Given task ::
Copy out the lines of the records below, starting at the line containing "Reviewer note: make sure each instance of the yellow flower" and ending at the line containing "[(795, 1080), (586, 764), (575, 1130), (832, 1057)]", both included.

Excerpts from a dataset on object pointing

[START]

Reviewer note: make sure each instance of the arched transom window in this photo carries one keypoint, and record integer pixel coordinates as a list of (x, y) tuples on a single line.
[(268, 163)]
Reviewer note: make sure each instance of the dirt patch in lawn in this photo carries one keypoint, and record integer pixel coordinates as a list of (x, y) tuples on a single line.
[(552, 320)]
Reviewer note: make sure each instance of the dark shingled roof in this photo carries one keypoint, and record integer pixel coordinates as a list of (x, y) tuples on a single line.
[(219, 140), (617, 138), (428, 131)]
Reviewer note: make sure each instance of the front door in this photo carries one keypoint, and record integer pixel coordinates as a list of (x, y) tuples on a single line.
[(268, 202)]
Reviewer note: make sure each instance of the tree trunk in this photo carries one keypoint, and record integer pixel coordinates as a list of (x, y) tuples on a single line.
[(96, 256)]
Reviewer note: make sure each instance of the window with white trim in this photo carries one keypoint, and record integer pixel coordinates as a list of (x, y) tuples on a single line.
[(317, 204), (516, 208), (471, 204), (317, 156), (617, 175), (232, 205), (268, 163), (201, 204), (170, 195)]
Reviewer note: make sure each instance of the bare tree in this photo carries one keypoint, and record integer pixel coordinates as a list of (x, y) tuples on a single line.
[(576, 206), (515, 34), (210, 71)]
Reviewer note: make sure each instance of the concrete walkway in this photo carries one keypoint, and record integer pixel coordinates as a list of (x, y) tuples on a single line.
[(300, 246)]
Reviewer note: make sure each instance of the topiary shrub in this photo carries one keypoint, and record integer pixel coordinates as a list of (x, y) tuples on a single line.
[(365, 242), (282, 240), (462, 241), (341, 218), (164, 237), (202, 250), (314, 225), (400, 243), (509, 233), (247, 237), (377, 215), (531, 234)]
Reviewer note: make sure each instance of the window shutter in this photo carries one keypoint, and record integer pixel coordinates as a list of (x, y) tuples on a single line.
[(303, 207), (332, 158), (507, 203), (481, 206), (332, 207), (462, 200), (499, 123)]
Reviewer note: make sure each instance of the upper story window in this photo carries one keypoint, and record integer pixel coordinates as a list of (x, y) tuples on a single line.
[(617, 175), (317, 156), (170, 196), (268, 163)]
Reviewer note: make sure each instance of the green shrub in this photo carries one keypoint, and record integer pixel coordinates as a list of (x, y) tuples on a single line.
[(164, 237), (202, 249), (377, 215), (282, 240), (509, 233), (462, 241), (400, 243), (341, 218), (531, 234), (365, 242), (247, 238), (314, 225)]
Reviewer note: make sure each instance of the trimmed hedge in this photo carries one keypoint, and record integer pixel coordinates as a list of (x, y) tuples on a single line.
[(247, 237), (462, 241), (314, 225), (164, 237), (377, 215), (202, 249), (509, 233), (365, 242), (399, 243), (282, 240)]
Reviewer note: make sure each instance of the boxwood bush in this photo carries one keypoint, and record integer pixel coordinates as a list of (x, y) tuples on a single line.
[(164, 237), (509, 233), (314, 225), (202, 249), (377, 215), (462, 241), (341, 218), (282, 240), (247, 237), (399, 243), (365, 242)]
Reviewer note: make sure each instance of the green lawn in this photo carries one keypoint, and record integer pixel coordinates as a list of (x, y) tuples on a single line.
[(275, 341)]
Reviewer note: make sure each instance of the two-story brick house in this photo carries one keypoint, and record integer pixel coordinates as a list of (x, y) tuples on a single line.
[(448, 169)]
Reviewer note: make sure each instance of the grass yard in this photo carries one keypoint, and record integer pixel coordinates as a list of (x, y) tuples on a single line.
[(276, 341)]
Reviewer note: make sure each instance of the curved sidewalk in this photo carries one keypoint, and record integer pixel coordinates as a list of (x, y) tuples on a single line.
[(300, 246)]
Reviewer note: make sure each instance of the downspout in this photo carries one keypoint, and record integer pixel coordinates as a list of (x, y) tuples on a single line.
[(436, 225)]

[END]
[START]

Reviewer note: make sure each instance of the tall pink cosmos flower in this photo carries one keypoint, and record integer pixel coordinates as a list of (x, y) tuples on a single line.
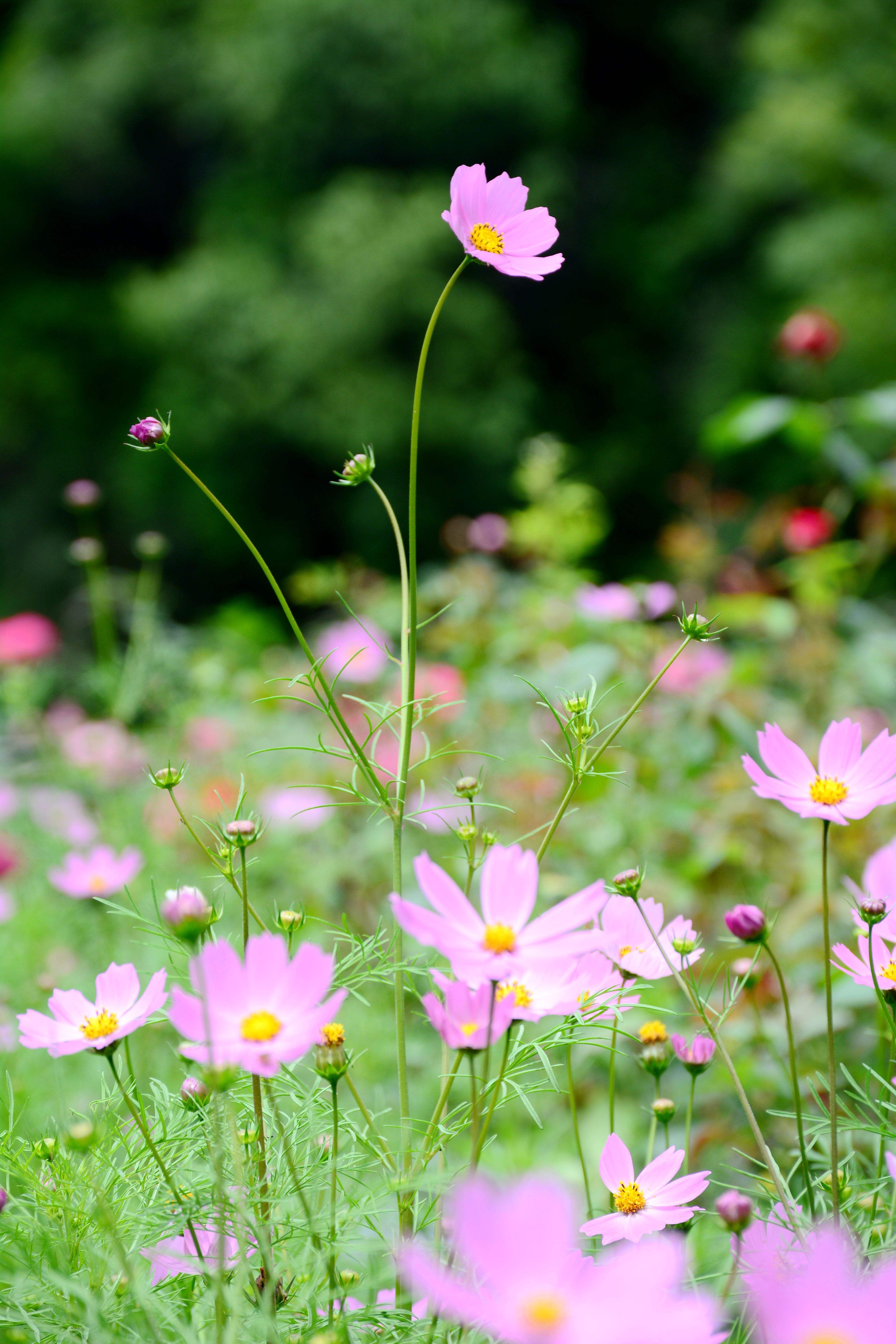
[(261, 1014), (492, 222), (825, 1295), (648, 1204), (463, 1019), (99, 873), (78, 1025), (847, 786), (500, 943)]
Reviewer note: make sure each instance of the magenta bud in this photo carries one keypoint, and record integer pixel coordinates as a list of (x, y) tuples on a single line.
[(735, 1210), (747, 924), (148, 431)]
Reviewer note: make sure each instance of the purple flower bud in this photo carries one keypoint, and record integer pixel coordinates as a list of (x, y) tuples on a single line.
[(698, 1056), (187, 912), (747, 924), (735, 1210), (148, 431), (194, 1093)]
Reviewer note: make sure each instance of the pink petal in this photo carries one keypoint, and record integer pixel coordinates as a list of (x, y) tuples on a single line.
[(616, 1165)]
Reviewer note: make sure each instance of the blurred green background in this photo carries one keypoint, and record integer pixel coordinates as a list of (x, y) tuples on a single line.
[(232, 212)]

[END]
[START]

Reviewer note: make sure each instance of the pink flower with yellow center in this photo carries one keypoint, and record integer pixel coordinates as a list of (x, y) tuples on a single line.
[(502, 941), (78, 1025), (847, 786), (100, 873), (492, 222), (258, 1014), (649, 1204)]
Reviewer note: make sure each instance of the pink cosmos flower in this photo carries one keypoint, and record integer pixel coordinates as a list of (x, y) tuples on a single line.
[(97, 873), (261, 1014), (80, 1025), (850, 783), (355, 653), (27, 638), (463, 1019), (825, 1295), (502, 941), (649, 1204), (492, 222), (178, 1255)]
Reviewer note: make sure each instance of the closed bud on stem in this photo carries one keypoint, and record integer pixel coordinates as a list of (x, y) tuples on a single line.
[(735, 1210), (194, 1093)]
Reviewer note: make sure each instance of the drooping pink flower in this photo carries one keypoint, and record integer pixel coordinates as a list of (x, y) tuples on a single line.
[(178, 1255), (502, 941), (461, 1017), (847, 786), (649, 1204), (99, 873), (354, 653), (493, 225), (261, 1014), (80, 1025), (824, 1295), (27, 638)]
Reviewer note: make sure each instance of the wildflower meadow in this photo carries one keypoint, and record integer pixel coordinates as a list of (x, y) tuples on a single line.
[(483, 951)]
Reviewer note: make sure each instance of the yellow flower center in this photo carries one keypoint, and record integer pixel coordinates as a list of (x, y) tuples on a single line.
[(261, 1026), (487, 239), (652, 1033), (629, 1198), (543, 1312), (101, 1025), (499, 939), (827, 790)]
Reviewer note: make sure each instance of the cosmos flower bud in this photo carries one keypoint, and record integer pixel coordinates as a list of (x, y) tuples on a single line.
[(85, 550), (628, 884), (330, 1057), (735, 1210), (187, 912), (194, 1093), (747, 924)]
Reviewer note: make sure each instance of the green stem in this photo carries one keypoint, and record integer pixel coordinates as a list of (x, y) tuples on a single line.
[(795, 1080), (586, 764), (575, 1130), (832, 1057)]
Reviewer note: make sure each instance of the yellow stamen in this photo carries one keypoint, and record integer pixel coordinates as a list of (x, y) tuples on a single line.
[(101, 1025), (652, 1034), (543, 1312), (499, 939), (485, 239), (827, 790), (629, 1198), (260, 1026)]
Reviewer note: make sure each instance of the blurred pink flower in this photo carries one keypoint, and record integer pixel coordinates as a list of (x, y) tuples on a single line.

[END]

Result below ::
Reviewer note: make sure each instance of the yellow flower center in this photo carries one keypoint, and record integer pixel coordinates as a list of (x, y) tuples on a single line.
[(261, 1026), (487, 239), (652, 1033), (629, 1198), (543, 1312), (101, 1025), (499, 939), (827, 790)]
Reviewer note: make sure each instance of the cosmos flower bud in this photo carries one keypoint, and record integer pixel coordinates as a list of (x, y) tuples on a single line.
[(85, 550), (628, 884), (330, 1057), (735, 1210), (187, 912), (194, 1093), (747, 924)]
Reviewer note: make sure each instance of the green stem in this photo carries one keypoint, and record integer pixel coordinates as a list of (x, y) tuples on a single line.
[(795, 1080), (586, 764), (575, 1130), (832, 1057)]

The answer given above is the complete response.